# Problem to work on:
Give a verbatim quotation of every record.

Referring expression data
-----
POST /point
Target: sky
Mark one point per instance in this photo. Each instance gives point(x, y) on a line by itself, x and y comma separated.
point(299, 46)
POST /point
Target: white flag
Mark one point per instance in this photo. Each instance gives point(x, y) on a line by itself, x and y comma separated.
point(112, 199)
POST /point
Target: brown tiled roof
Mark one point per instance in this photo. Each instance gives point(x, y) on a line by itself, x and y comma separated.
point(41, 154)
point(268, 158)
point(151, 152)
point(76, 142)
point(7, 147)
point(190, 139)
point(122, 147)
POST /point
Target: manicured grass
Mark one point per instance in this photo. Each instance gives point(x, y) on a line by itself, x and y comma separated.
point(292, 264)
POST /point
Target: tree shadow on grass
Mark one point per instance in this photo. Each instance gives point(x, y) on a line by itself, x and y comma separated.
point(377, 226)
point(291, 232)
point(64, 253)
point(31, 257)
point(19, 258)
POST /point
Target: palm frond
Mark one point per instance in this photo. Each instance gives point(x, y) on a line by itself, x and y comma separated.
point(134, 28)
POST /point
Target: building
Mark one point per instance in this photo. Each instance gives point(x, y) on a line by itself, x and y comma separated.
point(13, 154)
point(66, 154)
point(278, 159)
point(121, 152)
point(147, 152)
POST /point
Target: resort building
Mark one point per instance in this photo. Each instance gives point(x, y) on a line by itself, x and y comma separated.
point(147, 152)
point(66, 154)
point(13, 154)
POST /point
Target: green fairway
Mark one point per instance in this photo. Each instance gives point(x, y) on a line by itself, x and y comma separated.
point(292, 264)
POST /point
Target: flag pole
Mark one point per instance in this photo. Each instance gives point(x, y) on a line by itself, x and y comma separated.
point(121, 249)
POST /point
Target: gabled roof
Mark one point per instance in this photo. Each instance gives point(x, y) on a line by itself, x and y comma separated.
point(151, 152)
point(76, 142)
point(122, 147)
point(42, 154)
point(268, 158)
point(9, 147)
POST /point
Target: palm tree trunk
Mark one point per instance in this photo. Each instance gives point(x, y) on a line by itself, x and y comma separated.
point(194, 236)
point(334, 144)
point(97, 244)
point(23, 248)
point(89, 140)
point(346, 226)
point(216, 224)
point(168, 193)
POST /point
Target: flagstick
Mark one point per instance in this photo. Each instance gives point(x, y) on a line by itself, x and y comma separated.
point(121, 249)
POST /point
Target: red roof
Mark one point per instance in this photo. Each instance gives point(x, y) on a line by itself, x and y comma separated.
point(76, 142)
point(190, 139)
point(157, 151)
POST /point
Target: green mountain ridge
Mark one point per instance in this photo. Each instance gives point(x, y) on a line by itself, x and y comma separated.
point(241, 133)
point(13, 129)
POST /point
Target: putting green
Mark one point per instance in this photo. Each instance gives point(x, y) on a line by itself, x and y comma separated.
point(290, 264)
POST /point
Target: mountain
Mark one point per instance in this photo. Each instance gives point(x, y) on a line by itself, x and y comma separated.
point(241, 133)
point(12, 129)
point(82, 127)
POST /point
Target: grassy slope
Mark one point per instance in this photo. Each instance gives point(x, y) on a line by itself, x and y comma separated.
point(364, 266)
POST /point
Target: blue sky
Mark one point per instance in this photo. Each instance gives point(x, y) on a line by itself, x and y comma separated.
-----
# Response to this task:
POST /point
Target: sky
Mark one point per instance in this photo. Each instance gives point(x, y) on a line by itself, x and y comma separated.
point(299, 46)
POST /point
Target: white flag
Mark one point per instance in this photo. Each instance gives point(x, y) on a line by itself, x and y comma separated.
point(112, 199)
POST /point
Target: brown tiled roof
Mark one point per instance in this photo. Each instance gives point(x, y) on a line by itself, x and y comma separated.
point(41, 154)
point(268, 158)
point(151, 152)
point(76, 142)
point(7, 147)
point(190, 139)
point(122, 147)
POST /point
Target: manicured grass
Mark one point per instance in this photo. Each instance gives point(x, y) on a line by itself, x and y comma separated.
point(292, 264)
POST /point
Target: tree shadow on grass
Mark one point per instance in this photo. Each instance gives point(x, y) on a line by itself, x and y comma separated.
point(377, 226)
point(291, 232)
point(64, 253)
point(31, 257)
point(19, 258)
POST /point
Target: palm frond
Mark one point per instance in this photo. Each instance gives point(x, y) on a line by itself, x and y comma separated.
point(134, 28)
POST /point
Target: building
Mark one point per instance in this photo. Each instance gives point(x, y) on a line by itself, x and y comma separated.
point(13, 154)
point(66, 154)
point(278, 159)
point(121, 152)
point(147, 152)
POST /point
Target: resort building
Mark one point per instance in this photo. Each instance gives point(x, y) on a line by itself, x and y comma separated.
point(147, 152)
point(66, 154)
point(13, 154)
POST /point
Target: green fairway
Mark one point per instance in this photo. Each instance gives point(x, y) on a line by itself, x and y comma separated.
point(292, 264)
POST /point
Target: flag pole
Mark one point per instance in this photo. Each instance gives point(x, y) on a line by itself, x and y comma separated.
point(121, 249)
POST /point
Target: gabled roof
Mark one point per instance in this photo. Each instance gives point(x, y) on a line by itself, x and y comma separated.
point(151, 152)
point(76, 142)
point(122, 147)
point(42, 154)
point(268, 158)
point(9, 147)
POST /point
Target: palm tree trunk
Mark one point per instance in this photo. Each instance gives point(x, y) on a line by itself, x and y comma separated.
point(194, 236)
point(334, 144)
point(97, 244)
point(23, 248)
point(89, 140)
point(346, 226)
point(216, 224)
point(168, 193)
POST /point
Target: flagstick
Mark one point per instance in this photo. Each instance gives point(x, y) on a line by itself, x and y comma separated.
point(121, 249)
POST /point
Target: red roof
Mark one point per instance in this photo. Each instance gives point(x, y) on a line by itself, x and y comma separated.
point(76, 142)
point(190, 139)
point(157, 151)
POST /point
Target: green mountain ridge
Mark one point per instance in this photo. Each instance gives point(x, y) on a line by itself, x and y comma separated.
point(241, 133)
point(13, 129)
POST /point
Target: putting green
Mark one point per instance in this photo. Each instance gives point(x, y) on a line by itself, x and y comma separated.
point(290, 264)
POST /point
Target: mountain
Mark one point per instance in this photo. Each instance gives point(x, y) on a line by itself, x and y comma separated.
point(241, 133)
point(12, 129)
point(82, 127)
POST /point
Target: grassy slope
Mark one point per instance in this photo. Each instance gives point(x, y) on a line by itself, x and y comma separated.
point(364, 266)
POST /point
Target: blue sky
Mark one point per instance in this photo. Each instance gives point(x, y) on a line by itself, x and y comma separated.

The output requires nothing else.